**Data shown:**

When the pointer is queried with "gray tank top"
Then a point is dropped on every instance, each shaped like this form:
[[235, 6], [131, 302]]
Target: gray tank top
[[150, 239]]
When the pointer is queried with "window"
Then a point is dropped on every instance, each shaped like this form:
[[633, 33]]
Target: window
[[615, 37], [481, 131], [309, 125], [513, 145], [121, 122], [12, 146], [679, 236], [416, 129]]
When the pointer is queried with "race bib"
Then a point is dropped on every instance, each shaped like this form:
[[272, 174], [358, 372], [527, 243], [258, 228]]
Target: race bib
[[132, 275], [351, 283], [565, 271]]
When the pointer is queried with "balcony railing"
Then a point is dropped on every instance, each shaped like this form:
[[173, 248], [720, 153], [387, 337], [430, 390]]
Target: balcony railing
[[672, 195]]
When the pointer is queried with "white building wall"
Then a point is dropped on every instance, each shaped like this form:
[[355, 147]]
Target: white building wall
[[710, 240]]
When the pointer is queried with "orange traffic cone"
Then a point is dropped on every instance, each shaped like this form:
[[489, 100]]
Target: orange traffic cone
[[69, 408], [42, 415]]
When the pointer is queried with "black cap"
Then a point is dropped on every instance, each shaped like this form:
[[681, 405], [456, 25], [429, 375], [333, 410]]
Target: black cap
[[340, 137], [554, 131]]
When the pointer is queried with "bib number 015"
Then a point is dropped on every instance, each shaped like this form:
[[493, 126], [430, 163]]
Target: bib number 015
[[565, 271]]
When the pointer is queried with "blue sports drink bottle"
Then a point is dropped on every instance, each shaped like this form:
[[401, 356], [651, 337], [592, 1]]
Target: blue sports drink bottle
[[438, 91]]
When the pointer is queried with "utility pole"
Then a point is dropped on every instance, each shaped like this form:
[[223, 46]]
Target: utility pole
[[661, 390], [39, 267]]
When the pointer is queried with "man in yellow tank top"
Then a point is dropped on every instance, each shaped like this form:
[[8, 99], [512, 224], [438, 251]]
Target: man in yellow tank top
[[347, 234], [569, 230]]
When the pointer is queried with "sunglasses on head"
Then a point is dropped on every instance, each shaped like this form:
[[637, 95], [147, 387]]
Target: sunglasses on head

**Written problem:** Can you transcribe all of the rows above, line by line and character for character, without changing anything?

**Response to this exercise:**
When the pointer is queried with "gray tank top"
Then a point is dropped on every instance, each shaped like this form:
[[235, 6], [131, 302]]
Target: gray tank top
[[150, 239]]
When the pointer is queried with "window"
Then a point is dropped on every instance, each shaped like this form:
[[633, 33]]
Target: window
[[615, 37], [481, 131], [309, 125], [513, 145], [121, 122], [12, 146], [679, 236], [416, 129]]
When the pointer is queried with "race bib"
Then a point is dropped on every instance, each shaped like this form:
[[272, 174], [358, 372], [527, 243], [258, 228]]
Target: race bib
[[132, 275], [351, 283], [565, 271]]
When the pointer is queried with "balcony railing"
Then a point is dropped on every instance, each shaped like this form:
[[173, 248], [720, 153], [387, 337], [430, 390]]
Target: balcony railing
[[672, 195]]
When the pointer is queried with "white building wall"
Then a point is dropped on every instance, each shaped like this form:
[[355, 147]]
Target: white building wall
[[710, 240]]
When the pointer is queried with "orange traffic cone"
Then a point is dropped on every instance, each shaped like this form:
[[489, 100]]
Target: orange traffic cone
[[69, 408], [42, 415]]
When the pointer is queried with "black cap"
Then a point is dropped on every instance, each shaped like this form:
[[681, 405], [456, 25], [429, 375], [333, 410]]
Target: black cap
[[340, 137], [554, 131]]
When the pointer is queried with "bib number 015"
Then a point is dropped on every instance, each shaped like this form:
[[493, 126], [430, 163]]
Target: bib number 015
[[565, 271]]
When the pointer is queried with "blue sports drink bottle"
Then a point is dropped on every instance, each shaped like this form:
[[401, 356], [651, 337], [592, 1]]
Target: blue sports drink bottle
[[438, 91]]
When the pointer is queried with "utility pole"
Then a point is dropped on every instance, each shaped like this form:
[[223, 46]]
Target: utility pole
[[661, 390], [39, 267]]
When the pointer is queried with "man in yellow tank top"
Then a point is dropped on every instance, each shaped like this form:
[[8, 99], [512, 224], [438, 251]]
Target: man in yellow tank top
[[347, 234], [569, 230]]
When the pointer is queried with "sunglasses on head"
Then a point is dropped on every instance, each shaped like this form:
[[637, 95], [147, 387]]
Target: sunglasses on head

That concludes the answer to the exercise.